Excerpted text —
-----
German Chancellor Olaf Scholz has made it clear that no state in the world will be able to absorb the looming Tsunami of costs. Changes in the global supply chains may drive horrific starvation in Third World nation and even lead to hunger in Europe itself. All these changes may result not merely in riots in the streets, but in major, unknown, historic national realignments.
But for all their daunting impact of these possible developments, they are not the effects of the supply chain itself. They are the result of political and social interference, of external distortions to the supply chain as economic matters are harnessed into becoming weapons of war.
Yet the current problems of supply chains have nothing do with the supply chainitself. Political interference, lockdowns, trade sanctions, quarantined ports, military bombings—there is a vast range of extrinsic inference going on, but that says nothing about the intrinsic capabilities and uses of supply chain operations and analysis. As a profession and a methodology, current developments have been nothing beneficial. One can lock down an economy or sanction all trade to a nation and destroy the actual supply chains operating within both. But one needs to look beyond the poor decisions of the present moment. They say nothing about our ability to build supply chains, chains better and stronger and more resilient than ever before.
In my novel Devil In The Chain I sought to describe one example of a full supply chain in operation from start to finish. In the sequel, Chaotic Butterfly, I expanded the scope, trying to show how external forces from politics to finance, from intelligence operations to crime, from irrationality to blind accident, impacted and distorted the operations of that supply chain.
What I did not do was dwell much upon those aspects that support and are currently and continuously uplifting supply chains to greater and greater logic, profitability and efficiency. Just as the developments of the past century elevated the capacity of the supply chain to feed and supply and connect an every-growing and ever-developing new world, so our current challenges contain the seeds of future supply chain developments that will radically improve not only business efficiency and profitability, but society itself.
Yes, we must act to resolve the challenges of the moment, but we also need to cast off the dark mindset of pessimism, and see the state of the supply chain for what it is: not only fundamentally sound, but exploding in new strengths and new possibilities.
-----
Entries provided —
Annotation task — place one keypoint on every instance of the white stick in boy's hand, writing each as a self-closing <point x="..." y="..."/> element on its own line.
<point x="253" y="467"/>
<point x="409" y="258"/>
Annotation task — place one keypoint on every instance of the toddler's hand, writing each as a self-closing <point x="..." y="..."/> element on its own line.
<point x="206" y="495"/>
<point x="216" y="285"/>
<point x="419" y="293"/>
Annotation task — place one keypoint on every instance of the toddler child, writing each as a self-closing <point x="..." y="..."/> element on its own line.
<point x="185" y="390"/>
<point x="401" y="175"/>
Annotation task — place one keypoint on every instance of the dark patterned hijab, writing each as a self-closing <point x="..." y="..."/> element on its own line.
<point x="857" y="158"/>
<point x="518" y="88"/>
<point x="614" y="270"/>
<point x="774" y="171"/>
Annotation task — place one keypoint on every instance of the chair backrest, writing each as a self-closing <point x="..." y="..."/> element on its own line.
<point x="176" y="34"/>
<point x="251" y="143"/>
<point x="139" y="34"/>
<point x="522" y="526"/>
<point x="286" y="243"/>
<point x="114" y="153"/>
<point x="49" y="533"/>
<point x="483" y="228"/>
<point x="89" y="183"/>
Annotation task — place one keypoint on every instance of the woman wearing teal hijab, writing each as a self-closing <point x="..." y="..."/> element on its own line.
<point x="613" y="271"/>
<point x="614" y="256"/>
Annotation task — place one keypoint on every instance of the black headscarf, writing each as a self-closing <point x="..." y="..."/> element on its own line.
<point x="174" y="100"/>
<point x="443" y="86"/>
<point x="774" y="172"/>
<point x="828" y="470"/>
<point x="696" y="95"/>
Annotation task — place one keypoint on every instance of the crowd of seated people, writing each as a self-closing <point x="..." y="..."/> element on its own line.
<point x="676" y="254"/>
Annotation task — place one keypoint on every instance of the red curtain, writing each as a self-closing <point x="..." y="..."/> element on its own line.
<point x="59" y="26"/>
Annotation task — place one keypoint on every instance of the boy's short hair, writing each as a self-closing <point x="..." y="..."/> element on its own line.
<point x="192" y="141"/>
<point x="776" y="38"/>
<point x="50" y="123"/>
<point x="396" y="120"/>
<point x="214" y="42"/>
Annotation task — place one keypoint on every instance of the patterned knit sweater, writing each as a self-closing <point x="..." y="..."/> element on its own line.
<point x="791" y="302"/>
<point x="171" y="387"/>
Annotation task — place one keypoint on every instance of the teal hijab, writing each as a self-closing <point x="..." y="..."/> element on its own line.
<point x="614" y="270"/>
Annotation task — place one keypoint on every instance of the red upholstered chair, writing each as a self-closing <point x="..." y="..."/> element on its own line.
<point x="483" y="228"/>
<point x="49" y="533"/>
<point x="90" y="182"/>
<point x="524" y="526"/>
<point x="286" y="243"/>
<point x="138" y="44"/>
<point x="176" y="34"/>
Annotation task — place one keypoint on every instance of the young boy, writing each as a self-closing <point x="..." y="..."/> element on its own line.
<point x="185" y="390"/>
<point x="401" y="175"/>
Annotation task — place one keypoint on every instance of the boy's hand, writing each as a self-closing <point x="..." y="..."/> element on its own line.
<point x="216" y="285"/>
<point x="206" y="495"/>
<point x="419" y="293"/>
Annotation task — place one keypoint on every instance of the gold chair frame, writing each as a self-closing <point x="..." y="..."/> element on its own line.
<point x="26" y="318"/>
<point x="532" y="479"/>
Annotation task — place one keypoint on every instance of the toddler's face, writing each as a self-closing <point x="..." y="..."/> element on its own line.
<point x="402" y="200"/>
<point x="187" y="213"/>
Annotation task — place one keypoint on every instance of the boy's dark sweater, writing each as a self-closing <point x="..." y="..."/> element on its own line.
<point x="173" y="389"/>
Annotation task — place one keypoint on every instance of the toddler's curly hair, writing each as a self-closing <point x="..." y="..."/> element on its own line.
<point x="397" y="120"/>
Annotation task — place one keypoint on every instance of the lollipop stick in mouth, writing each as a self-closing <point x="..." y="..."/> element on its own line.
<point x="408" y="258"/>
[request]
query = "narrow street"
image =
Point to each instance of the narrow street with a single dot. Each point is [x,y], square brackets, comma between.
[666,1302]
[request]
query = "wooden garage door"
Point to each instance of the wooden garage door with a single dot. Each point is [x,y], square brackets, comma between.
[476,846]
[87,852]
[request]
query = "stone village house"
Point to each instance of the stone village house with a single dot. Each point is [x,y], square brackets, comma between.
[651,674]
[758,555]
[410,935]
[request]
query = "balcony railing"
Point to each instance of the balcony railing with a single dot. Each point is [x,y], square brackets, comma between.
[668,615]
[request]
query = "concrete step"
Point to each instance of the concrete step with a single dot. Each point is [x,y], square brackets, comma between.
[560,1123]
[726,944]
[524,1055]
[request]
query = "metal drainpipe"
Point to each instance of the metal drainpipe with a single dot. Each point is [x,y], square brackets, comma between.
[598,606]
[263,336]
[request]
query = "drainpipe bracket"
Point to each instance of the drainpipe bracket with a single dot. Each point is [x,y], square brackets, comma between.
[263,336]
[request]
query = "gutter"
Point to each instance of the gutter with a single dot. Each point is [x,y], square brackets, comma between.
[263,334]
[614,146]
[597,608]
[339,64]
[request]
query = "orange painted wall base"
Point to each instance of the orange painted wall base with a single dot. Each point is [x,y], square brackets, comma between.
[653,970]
-----
In the supply chain text, what is the title of the sequel to the novel Devil In The Chain? The lines play no part in this.

Chaotic Butterfly